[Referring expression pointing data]
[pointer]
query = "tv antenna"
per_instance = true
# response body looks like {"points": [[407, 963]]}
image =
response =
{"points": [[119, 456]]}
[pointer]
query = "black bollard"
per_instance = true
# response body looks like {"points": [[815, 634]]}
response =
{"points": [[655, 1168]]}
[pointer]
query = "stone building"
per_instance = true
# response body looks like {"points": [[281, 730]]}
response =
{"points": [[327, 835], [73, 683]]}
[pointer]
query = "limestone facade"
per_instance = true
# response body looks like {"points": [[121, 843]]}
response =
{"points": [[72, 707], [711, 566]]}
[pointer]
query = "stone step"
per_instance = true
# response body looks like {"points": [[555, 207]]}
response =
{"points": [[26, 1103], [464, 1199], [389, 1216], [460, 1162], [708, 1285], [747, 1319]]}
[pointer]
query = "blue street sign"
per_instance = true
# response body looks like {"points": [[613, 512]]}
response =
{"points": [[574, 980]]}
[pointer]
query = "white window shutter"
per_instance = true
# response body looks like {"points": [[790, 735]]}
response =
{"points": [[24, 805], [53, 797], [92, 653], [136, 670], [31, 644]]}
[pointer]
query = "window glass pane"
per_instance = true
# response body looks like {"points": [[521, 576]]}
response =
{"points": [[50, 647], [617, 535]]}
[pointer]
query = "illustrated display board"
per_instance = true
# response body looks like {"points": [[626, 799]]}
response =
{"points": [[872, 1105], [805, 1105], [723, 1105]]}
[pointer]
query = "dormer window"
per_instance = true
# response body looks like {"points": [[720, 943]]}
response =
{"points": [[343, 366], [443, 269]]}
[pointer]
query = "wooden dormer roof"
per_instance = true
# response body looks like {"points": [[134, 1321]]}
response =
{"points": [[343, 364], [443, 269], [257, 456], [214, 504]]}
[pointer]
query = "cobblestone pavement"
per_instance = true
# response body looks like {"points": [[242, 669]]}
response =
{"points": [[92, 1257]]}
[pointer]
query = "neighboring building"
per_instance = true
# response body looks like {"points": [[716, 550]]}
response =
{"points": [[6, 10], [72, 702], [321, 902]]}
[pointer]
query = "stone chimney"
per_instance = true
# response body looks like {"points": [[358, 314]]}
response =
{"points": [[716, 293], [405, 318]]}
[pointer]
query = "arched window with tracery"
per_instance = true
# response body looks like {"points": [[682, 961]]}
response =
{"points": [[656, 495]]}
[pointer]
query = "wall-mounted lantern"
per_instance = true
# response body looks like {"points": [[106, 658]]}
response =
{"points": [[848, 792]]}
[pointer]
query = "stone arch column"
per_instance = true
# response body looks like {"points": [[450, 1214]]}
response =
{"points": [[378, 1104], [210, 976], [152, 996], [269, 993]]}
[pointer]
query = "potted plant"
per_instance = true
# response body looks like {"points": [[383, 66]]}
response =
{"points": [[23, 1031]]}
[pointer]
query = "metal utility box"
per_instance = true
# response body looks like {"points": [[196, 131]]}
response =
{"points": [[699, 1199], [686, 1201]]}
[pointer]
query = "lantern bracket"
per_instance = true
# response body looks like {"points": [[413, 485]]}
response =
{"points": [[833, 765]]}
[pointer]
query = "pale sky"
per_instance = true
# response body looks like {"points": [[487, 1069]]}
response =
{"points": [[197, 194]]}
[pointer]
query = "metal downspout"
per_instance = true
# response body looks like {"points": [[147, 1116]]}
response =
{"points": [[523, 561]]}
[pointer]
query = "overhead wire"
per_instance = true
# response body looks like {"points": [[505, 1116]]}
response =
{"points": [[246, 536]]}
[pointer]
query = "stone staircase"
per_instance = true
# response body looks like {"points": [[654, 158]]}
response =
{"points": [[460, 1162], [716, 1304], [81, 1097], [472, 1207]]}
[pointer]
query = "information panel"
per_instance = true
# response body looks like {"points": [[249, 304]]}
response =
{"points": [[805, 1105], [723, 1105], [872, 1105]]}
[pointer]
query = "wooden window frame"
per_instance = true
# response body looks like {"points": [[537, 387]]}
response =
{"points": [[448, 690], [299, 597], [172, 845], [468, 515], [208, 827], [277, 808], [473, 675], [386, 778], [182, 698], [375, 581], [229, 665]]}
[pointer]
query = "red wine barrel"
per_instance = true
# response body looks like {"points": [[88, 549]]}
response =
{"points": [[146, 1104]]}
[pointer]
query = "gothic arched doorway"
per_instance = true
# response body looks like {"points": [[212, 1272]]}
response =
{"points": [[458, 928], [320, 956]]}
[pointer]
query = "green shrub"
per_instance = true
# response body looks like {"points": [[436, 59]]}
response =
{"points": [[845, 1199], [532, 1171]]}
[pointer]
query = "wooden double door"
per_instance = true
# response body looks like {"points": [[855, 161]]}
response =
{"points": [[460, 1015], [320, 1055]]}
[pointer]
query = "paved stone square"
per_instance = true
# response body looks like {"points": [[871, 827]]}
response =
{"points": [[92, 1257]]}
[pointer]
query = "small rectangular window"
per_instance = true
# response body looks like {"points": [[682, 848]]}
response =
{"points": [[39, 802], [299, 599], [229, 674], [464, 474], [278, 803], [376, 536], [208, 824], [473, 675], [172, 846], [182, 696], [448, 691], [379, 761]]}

*Task directions:* Search the data and copy each line containing "wooden".

*Solution for this problem:*
query = "wooden dormer roof"
query = "wooden window frame"
query = "wooden double door"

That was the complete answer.